### Texte à lire
%%

Texte intégral
O. Mazerolle
En réduisant votre inéligibilité à un an, la cour d'appel vous laisse l'opportunité juridique, si vous formez un pourvoi en cassation, de vous présenter, à la fois, aux élections européennes et à l'élection présidentielle. Vous formez ce pourvoi ?
J.-M. Le Pen
- « Je réunis pour l'instant mes conseils, puisque je n'ai pas encore le texte de l'arrêt. Et moi j'aime bien juger sur pièces. Mais ce que j'en sais prouve déjà qu'il contient un certain nombre de raisons, tout à fait péremptoires, de cassation. »
O. Mazerolle
Par exemple ?
J.-M. Le Pen
- « Cela dit, je ne crois qu'à une seule cassation, c'est celle du peuple, puisque c'est au nom du peuple qu'on rend la justice ; moi j'espère que c'est le peuple qui fera cassation aux élections. Car cette décision judiciaire est non seulement... Elle est scandaleuse ; elle est presque plus scandaleuse que celle du tribunal correctionnel, car il s'y ajoute une hypocrisie qui est répugnante. »
O. Mazerolle
Laquelle ?
J.-M. Le Pen
- « L'hypocrisie d'avoir diminué la peine. »

%%

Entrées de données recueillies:
%%

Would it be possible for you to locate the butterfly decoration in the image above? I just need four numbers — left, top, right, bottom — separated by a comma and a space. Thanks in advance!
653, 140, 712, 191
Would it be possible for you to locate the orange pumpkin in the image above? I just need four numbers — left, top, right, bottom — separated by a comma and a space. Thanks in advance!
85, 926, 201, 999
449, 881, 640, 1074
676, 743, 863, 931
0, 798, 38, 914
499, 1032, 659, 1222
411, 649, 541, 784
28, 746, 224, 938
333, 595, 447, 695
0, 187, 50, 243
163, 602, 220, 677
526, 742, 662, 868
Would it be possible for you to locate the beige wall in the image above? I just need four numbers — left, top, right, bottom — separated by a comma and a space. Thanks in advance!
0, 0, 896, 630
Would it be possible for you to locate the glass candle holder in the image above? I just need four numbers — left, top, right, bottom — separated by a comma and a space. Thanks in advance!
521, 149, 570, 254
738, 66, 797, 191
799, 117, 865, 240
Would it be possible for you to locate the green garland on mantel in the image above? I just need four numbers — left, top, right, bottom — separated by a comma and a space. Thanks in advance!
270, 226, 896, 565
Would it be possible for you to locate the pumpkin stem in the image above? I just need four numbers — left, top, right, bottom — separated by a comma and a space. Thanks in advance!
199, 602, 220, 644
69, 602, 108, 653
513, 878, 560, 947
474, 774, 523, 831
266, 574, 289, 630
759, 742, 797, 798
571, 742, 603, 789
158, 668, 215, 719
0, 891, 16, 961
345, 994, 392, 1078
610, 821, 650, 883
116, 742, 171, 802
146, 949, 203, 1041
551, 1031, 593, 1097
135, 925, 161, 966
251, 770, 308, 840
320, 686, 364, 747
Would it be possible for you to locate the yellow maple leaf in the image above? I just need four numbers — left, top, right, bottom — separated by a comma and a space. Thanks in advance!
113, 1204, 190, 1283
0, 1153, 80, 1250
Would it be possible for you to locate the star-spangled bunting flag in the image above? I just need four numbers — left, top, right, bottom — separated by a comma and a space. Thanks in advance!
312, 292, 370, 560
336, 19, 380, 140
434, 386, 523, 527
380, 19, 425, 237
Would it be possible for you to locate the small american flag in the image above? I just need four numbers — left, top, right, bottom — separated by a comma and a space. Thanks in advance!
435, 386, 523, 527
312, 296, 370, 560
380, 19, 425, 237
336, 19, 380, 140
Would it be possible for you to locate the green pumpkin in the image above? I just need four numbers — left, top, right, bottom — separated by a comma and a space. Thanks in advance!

%%

### Exercices
1: Mettez à jour le passage de l'entretien allant de « Texte intégral » jusqu'à « ce pourvoi ? » inclus en y remplaçant « cour d'appel » par « juridiction d'appel ».
2: Présentez en tableau Markdown, avec les colonnes « N° » et « Ligne » et sans les lignes vides, les lignes des entrées de données allant de la ligne contenant « Would it be possible for you to locate the green garland » jusqu'à la ligne contenant « 270, 226, 896, 565 » incluse.

### Réponses
1:
Texte intégral
O. Mazerolle
En réduisant votre inéligibilité à un an, la juridiction d'appel vous laisse l'opportunité juridique, si vous formez un pourvoi en cassation, de vous présenter, à la fois, aux élections européennes et à l'élection présidentielle. Vous formez ce pourvoi ?

2:
| N° | Ligne |
|---|---|
| 1 | Would it be possible for you to locate the green garland on mantel in the image above? I just need four numbers — left, top, right, bottom — separated by a comma and a space. Thanks in advance! |
| 2 | 270, 226, 896, 565 |